--- About this task ---
Pull every line that includes the word "indicate" from the data.

--- Source data ---

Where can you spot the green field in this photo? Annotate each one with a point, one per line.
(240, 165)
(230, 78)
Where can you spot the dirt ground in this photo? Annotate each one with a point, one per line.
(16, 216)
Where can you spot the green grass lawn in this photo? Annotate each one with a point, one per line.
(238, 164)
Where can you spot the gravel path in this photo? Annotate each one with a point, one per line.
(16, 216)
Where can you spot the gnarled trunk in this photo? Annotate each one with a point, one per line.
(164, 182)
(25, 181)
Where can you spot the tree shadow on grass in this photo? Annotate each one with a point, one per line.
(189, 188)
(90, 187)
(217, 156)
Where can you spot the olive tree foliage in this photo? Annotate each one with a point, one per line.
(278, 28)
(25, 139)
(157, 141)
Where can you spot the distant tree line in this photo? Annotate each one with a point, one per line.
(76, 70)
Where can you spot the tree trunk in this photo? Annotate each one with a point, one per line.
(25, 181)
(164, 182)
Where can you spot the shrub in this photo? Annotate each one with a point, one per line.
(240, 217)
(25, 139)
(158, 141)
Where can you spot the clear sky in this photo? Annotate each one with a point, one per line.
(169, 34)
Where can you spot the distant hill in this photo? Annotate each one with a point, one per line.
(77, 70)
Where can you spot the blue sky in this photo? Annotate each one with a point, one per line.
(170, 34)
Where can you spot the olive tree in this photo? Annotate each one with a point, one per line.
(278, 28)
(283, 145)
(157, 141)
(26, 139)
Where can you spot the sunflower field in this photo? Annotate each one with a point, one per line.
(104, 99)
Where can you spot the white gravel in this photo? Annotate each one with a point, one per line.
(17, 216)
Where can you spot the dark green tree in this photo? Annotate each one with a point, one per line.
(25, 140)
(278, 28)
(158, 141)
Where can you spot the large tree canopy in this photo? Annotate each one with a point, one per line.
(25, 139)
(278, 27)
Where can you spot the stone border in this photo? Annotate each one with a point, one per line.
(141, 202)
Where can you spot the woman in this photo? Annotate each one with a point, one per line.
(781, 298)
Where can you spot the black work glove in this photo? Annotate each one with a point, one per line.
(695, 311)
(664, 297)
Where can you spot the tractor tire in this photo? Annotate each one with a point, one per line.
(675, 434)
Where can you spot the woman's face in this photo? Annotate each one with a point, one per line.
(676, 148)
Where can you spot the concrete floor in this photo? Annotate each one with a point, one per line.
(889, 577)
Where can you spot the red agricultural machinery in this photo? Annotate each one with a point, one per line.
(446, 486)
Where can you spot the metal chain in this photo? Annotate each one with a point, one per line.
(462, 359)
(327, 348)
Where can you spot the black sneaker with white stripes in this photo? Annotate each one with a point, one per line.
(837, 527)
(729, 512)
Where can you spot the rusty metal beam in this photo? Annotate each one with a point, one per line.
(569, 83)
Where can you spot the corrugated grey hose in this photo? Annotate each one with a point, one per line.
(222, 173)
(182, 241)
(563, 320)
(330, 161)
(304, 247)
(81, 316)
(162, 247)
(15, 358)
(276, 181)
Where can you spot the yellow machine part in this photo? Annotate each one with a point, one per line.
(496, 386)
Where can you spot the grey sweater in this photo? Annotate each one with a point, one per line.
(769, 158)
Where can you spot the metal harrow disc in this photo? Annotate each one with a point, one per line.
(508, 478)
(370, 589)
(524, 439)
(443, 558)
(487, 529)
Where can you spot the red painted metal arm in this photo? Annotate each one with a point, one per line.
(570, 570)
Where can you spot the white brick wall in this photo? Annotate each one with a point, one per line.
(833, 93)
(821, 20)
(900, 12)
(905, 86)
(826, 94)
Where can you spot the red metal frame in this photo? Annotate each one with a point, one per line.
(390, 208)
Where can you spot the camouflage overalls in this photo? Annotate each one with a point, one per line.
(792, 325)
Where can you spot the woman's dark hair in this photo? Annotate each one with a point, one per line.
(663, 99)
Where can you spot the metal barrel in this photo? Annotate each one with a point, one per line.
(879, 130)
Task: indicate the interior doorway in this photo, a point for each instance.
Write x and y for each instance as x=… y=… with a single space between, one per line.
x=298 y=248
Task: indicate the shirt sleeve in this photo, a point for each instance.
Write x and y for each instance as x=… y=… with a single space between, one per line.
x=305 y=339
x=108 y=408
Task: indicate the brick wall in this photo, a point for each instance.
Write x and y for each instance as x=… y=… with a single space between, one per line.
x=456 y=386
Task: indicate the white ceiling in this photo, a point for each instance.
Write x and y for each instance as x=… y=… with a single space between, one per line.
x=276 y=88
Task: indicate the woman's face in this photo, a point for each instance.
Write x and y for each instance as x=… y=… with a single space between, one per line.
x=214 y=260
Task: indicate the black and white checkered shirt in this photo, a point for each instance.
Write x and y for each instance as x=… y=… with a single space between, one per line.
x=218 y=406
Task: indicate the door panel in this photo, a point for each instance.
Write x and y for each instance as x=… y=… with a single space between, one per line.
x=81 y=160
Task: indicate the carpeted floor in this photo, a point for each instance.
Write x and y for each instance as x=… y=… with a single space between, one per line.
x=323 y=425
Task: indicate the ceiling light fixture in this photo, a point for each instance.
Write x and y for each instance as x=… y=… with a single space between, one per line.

--- Result below ---
Task: indicate the interior doorway in this photo, a point for each instance.
Task: indicate the shirt sleeve in this photo, a point for each instance.
Task: indicate the brick wall in this photo, a point for each instance.
Task: indicate the white ceiling in this photo, a point for each instance.
Task: indicate the woman's face in this photo, a point for each instance.
Task: indicate the black and white checkered shirt in this photo, a point for each instance.
Task: indicate the door panel in this photo, a point for each instance.
Task: indicate the carpeted floor in this photo, a point for each instance.
Task: indicate the ceiling light fixture in this photo, a point for each instance.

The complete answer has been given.